→ TEXTO FORNECIDO

• • •

Conflitos das Maltas de Capoeiras na cidade
do Rio de Janeiro no final do século XIX

Tais acontecimentos levam a uma represália por parte das autoridades da época. Passando a ser vista como um mal social, um perigo que afligia a aristocracia brasileira e outras “pessoas de bem” de nossa sociedade, a Capoeira começa a ser perseguida de forma mais intensa, através de leis e decretos baixados pelo  império. Os Capoeiristas, vistos agora como marginais, deveriam ser presos e, muitas vezes, receber, antes
disso, açoites em praça pública, de forma a servir de exemplo aos outros que, por ventura, resolvessem infringir a lei.

Mesmo com toda a repressão, a Capoeira sobrevive durante a fase imperial, em grande parte pelo próprio temor gerado pela figura do Capoeirista. Esse temor faz com que surjam papéis sociais exercidos por esses homens. A capangagem, a polícia (por alistamento voluntário ou involuntário), a guarda negra (guarda particular da Princesa Isabel), os cabos eleitorais da época, são funções exercidas por muitos Capoeiristas.

• • •

→ LINHAS DE DADOS
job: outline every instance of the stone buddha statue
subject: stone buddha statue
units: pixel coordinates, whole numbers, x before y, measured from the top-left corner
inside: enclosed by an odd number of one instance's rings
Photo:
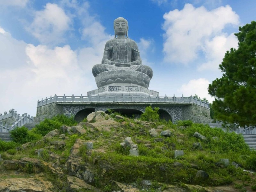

• • •

→ OBJETIVOS
1. Reescreva em forma de lista o parágrafo do texto sobre a capoeira que começa com "Mesmo com toda a repressão", mantendo seus fatos principais.
2. Responda com base no texto sobre a capoeira:
(a) Como a Capoeira passa a ser vista pelas autoridades da época?
(b) O que os Capoeiristas muitas vezes recebiam antes de serem presos?
(c) O que era a guarda negra?
Use somente o texto sobre a capoeira para responder.

→ RESPOSTAS DAS TAREFAS
1.
- A Capoeira sobrevive à repressão durante a fase imperial.
- Isso se deve em grande parte ao temor gerado pela figura do Capoeirista.
- Esse temor faz surgir papéis sociais exercidos por esses homens.
- Muitos Capoeiristas atuam como capangas, na polícia (por alistamento voluntário ou involuntário), na guarda negra (guarda particular da Princesa Isabel) e como cabos eleitorais.

2.
(a) Como um mal social, um perigo que afligia a aristocracia brasileira e outras "pessoas de bem" da sociedade.
(b) Açoites em praça pública.
(c) A guarda particular da Princesa Isabel.